■ **Passage choisi**

La formule préférée du professeur
de Yôko Ogawa

critiqué par Bernadette COUTURIER, le 20 juillet 2006
( - 72 ans)


La note:  étoiles
Beauté des mathématiques
Un professeur de mathématiques passionné des nombres et de leur beauté apprend leur magie à une aide-ménagère embauchée via une entreprise d'intérim.
Suite à un accident de la circulation, ce vieillard attachant a une autonomie de mémoire de quatre-vingts minutes, mais ce handicap ne l'empêche pas de plancher sur des concours mathématiques et de les gagner.
Comme une meilleure intimité s'installe entre eux, la jeune mère célibataire amène à la demande du professeur son fils qui va être surnommé Root. Une nouvelle étiquette de papier est créée où le fils est représenté par une "racine carrée signe généreux qui accueille tous les nombres sans rechigner" elle est le lien qui rappelle au savant son état et les choses à savoir.
Nous suivons le quotidien des trois personnages jusqu'à considérer l'injustice d'un renvoi.
Heureusement, le malentendu a été dissipé, et nous retrouvons le trio dans sa quête d'un bonheur simple.
Le base-ball incarné par un ancien joueur particulier ajoute un charme conséquent à ce livre où le sport se mêle à la science.
Dix ans plus tard, le lien d'amitié existe toujours entre ces êtres.

■ **Énoncé du problème**
Extrayez de la critique le passage allant de « La formule préférée » jusqu'à « de les gagner. » inclus, sans rien y modifier.

■ **Extrait d'origine**
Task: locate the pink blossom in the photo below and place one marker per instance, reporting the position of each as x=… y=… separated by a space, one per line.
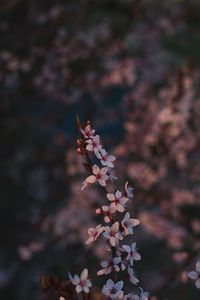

■ **Tâche accomplie**
La formule préférée du professeur
de Yôko Ogawa

critiqué par Bernadette COUTURIER, le 20 juillet 2006
( - 72 ans)


La note:  étoiles
Beauté des mathématiques
Un professeur de mathématiques passionné des nombres et de leur beauté apprend leur magie à une aide-ménagère embauchée via une entreprise d'intérim.
Suite à un accident de la circulation, ce vieillard attachant a une autonomie de mémoire de quatre-vingts minutes, mais ce handicap ne l'empêche pas de plancher sur des concours mathématiques et de les gagner.